### PASSAGE SHOWN ###

Baby steps to the elevator.
The line comes from the 1991 film What About Bob. In the movie, Bill Murray stars as Bob Wiley, a man with a psychiatric disability. Bob follows his psychiatrist, Dr. Marvin, played by Richard Dreyfuss, and his family on their vacation. I’m simplifying so much of this plot, but hopefully you’ve seen it and you know what I’m talking about.
In one of the early scenes, Bob sits in Dr. Marvin’s office. Dr. Marvin has written a book, “Baby Steps” and encourages Bob to set small, reasonable goals for himself – one tiny step at a time to get through the day. Bob takes this advice literally, and talks to himself as he exits the office.
Baby steps through the office. Baby steps out the door. Baby steps to the elevator.
Baby steps to the elevator.

### SUPPLIED INFORMATION ###

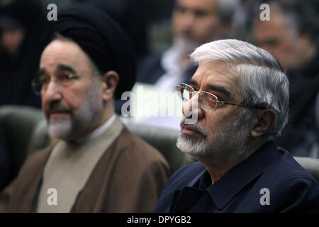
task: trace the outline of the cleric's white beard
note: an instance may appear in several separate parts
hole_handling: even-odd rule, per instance
[[[103,110],[102,98],[99,94],[99,81],[94,79],[82,105],[73,118],[49,119],[48,133],[51,138],[68,139],[83,133]]]
[[[69,136],[72,132],[70,119],[57,118],[50,119],[48,123],[48,133],[51,138],[63,139]]]
[[[180,133],[177,146],[182,152],[195,157],[211,157],[220,161],[230,157],[240,156],[247,151],[249,131],[238,121],[223,132],[208,132],[206,139]]]

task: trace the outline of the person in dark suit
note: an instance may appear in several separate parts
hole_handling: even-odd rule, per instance
[[[198,68],[178,87],[177,145],[199,162],[169,179],[154,211],[318,212],[319,184],[273,142],[289,112],[280,63],[237,40],[203,44],[191,58]]]
[[[293,156],[317,157],[311,150],[318,140],[315,99],[319,92],[319,21],[311,3],[272,1],[271,20],[254,19],[256,43],[269,51],[287,70],[289,121],[276,140]]]

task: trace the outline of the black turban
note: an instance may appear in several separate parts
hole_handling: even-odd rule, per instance
[[[106,13],[89,5],[72,4],[57,12],[57,21],[49,23],[42,50],[56,33],[77,43],[101,73],[117,72],[120,80],[116,99],[130,91],[135,81],[135,59],[128,36]]]

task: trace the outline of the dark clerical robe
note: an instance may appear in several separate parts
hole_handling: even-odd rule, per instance
[[[118,121],[116,121],[118,124]],[[45,175],[43,172],[52,150],[54,149],[50,148],[36,152],[27,159],[18,177],[0,196],[1,211],[37,211]],[[69,211],[152,211],[169,174],[164,157],[122,126],[119,135],[106,148],[83,187],[77,192]]]

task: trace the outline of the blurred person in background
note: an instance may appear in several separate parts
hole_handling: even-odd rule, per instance
[[[35,1],[0,1],[0,105],[40,107],[30,84],[38,70],[46,21]]]
[[[177,145],[198,162],[170,177],[153,211],[318,212],[319,184],[273,141],[289,116],[279,62],[237,40],[205,43],[191,57],[198,67],[178,86]]]
[[[236,0],[176,0],[172,19],[173,43],[164,52],[145,58],[138,67],[137,82],[151,85],[149,87],[156,92],[175,91],[177,84],[187,81],[196,71],[189,55],[202,43],[228,36],[237,4]],[[165,111],[165,106],[160,109]],[[174,129],[179,128],[179,121],[175,116],[138,120]]]
[[[276,142],[296,156],[312,156],[317,141],[315,106],[319,91],[318,16],[308,1],[270,1],[270,21],[259,15],[253,23],[257,44],[273,55],[287,71],[290,115]],[[315,157],[315,156],[313,156]]]
[[[202,43],[228,37],[237,3],[235,0],[176,0],[173,45],[160,55],[145,57],[139,66],[138,82],[170,90],[189,79],[196,67],[189,55]]]

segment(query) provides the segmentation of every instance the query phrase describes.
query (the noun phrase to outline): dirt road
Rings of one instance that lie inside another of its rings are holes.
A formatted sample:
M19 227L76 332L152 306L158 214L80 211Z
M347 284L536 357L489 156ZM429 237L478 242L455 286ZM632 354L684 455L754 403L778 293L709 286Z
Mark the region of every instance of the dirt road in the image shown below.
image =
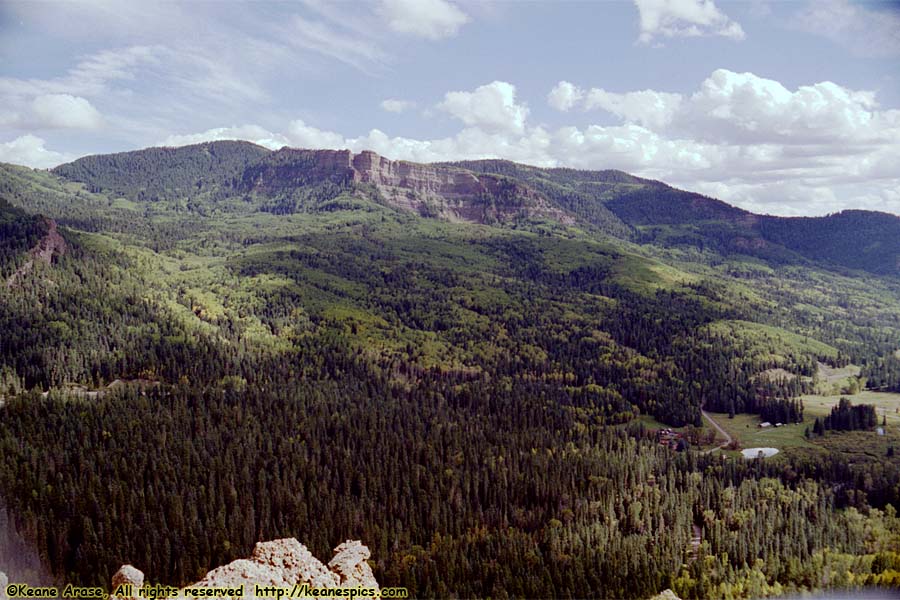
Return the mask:
M708 412L706 412L703 409L700 409L700 414L703 415L703 418L706 419L707 421L709 421L709 424L712 425L715 428L715 430L718 431L720 434L722 434L722 437L725 438L724 443L719 444L715 448L710 448L709 450L706 451L706 454L709 454L713 450L719 450L721 448L724 448L725 446L727 446L728 444L731 443L731 436L728 435L727 431L725 431L724 429L719 427L719 424L716 423L715 419L713 419Z

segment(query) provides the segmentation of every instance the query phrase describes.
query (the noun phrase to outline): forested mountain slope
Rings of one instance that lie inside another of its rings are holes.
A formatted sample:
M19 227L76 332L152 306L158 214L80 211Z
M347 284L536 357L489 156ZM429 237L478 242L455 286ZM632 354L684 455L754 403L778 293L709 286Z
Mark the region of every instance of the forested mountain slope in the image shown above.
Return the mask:
M276 537L361 539L422 596L900 570L894 455L750 462L647 429L789 412L820 362L888 378L900 282L828 267L887 242L800 247L615 171L238 142L3 165L0 198L0 273L44 217L66 244L0 286L0 490L60 578L183 584Z
M541 169L501 160L419 165L372 152L272 152L248 142L212 142L91 156L54 173L90 190L138 202L180 200L194 210L222 209L225 198L242 197L285 214L329 206L355 190L427 217L578 220L643 243L900 274L900 217L870 211L760 216L621 171Z

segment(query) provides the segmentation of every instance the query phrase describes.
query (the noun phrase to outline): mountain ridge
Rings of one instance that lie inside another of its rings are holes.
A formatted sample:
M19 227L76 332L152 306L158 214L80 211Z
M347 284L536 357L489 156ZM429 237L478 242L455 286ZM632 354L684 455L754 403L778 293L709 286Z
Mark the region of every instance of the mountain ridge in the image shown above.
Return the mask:
M323 207L351 192L449 221L550 220L644 244L900 275L896 215L858 209L822 217L761 215L616 170L545 169L497 159L425 164L371 151L272 151L218 141L89 156L52 173L136 202L186 200L188 210L238 197L276 214L328 210ZM860 234L865 244L857 243Z

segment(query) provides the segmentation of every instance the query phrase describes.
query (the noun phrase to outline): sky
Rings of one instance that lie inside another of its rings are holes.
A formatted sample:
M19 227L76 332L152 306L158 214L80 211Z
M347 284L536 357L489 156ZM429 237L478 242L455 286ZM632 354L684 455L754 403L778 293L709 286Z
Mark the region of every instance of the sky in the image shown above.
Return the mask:
M0 3L0 161L244 139L900 214L900 2Z

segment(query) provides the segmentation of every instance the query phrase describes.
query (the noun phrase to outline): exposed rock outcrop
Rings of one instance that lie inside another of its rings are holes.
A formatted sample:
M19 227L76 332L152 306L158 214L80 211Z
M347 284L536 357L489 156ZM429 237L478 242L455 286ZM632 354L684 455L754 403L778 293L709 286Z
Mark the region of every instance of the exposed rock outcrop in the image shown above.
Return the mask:
M394 161L371 151L282 148L248 168L239 187L278 194L324 182L371 185L385 204L450 221L484 223L521 215L574 222L540 193L512 179L459 167Z
M131 597L137 598L138 592L144 587L144 574L131 565L124 565L116 571L112 578L111 590L115 591L121 585L131 586Z
M379 588L372 568L366 562L369 549L358 541L346 541L334 549L328 566L294 538L260 542L249 559L235 560L213 569L190 588L234 588L244 585L244 597L254 596L254 586L290 588ZM136 596L143 585L144 574L130 565L113 576L112 589L130 583ZM182 594L183 595L183 594Z
M15 273L6 280L6 287L12 287L22 277L31 272L35 262L49 265L53 262L53 256L63 256L66 253L66 240L59 234L56 221L44 217L47 233L28 251L28 260L19 267Z

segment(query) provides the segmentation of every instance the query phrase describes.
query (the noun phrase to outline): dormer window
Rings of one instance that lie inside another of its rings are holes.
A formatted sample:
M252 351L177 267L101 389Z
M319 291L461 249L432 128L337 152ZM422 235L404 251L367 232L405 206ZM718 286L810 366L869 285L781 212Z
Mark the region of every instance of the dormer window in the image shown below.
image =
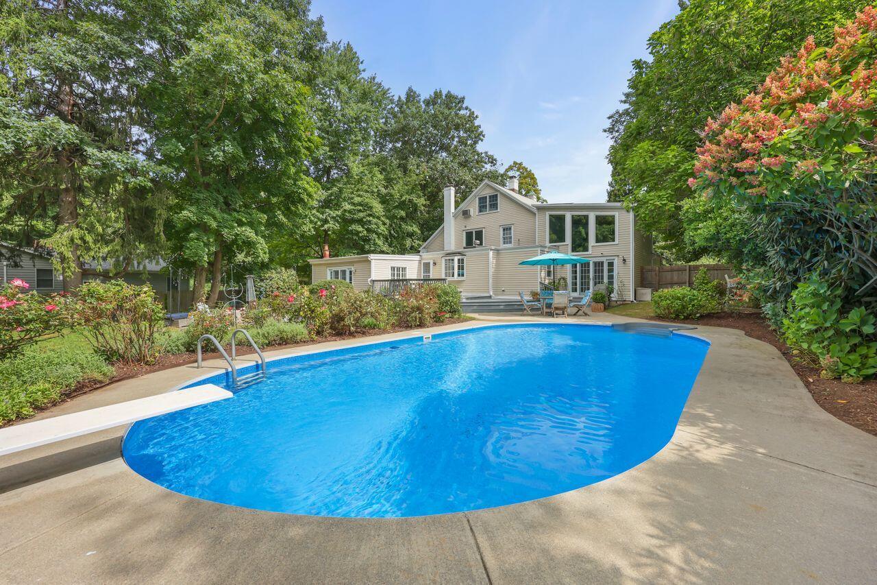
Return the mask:
M478 213L489 213L493 211L499 211L499 195L496 193L490 193L488 195L481 195L478 198Z

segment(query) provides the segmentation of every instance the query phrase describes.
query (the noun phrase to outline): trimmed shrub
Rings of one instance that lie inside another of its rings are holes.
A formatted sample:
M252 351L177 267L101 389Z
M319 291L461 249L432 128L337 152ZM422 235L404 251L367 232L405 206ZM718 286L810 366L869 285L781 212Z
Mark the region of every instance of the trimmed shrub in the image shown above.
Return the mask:
M427 288L434 291L436 296L436 321L445 321L448 317L459 317L463 314L460 303L460 289L453 285L429 285Z
M823 378L860 382L877 372L877 319L857 307L845 314L840 295L811 279L798 285L782 321L783 337Z
M156 333L165 312L152 286L87 282L77 293L75 321L96 352L111 362L155 361Z
M661 319L697 319L717 310L715 299L688 286L655 292L652 305Z
M393 322L392 302L371 291L337 290L328 307L329 327L338 335L385 329Z
M82 348L28 348L0 362L0 422L32 416L78 383L105 381L114 373L100 356Z
M300 343L308 339L308 330L302 323L283 322L275 319L269 319L260 327L249 329L249 333L259 347ZM243 336L239 336L236 342L239 342L241 345L249 345Z
M308 285L308 290L310 291L311 294L317 294L320 289L324 289L328 292L333 291L341 290L353 290L353 285L351 285L346 280L339 280L337 278L330 278L328 280L317 280L313 285Z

###

**DIRECTIONS**
a: Can you reproduce the What About Bob passage, starting at "In one of the" and ending at "door. Baby steps to the elevator.", but with "office" swapped out for "clinic"?
b: How would the piece on the "Baby steps" line from What About Bob go on? Write the next part, picking up right after its final line.

**RESPONSES BY ITEM NUMBER**
a:
In one of the early scenes, Bob sits in Dr. Marvin’s clinic. Dr. Marvin has written a book, “Baby Steps” and encourages Bob to set small, reasonable goals for himself – one tiny step at a time to get through the day. Bob takes this advice literally, and talks to himself as he exits the clinic.
Baby steps through the clinic. Baby steps out the door. Baby steps to the elevator.

b:
This line has been a staple in my head when I approach something challenging since I first heard it uttered by my college roommate, Chris. It was the second semester of our freshman year and we were walking to the old service elevator we used to gain access to the main dining hall. We hated the elevator. It was old, smelly, and usually featured scraps of garbage on the (often wet) floor. We joked that you could tell what was on the menu for dinner just by looking at the bits of food in the corners. We never touched the walls, and we always held our breath as the car moved from floor to floor. Chris thought we needed to prep ourselves in advance, so we began to say the quote regularly.
Since my return home from the rehabilitation hospital last month, I have said it frequently as I have reached milestones in my recovery. I have said it so often, my Personal Assistants (PAs) now say it to me when I am complaining about my recovery taking longer than I would like. When this happens, I smile and comment on how I truly am aware of the progress I have made.
The first time I showered at home? Baby steps the the elevator.
The first time I wore shoes instead of slippers? Baby steps to the elevator.
The first time I completed twenty repetitions of my leg exercises instead of ten? Baby steps to the elevator.
This morning I took my biggest baby step in my quest to return to society. This morning I transferred myself into the driver’s seat in my van!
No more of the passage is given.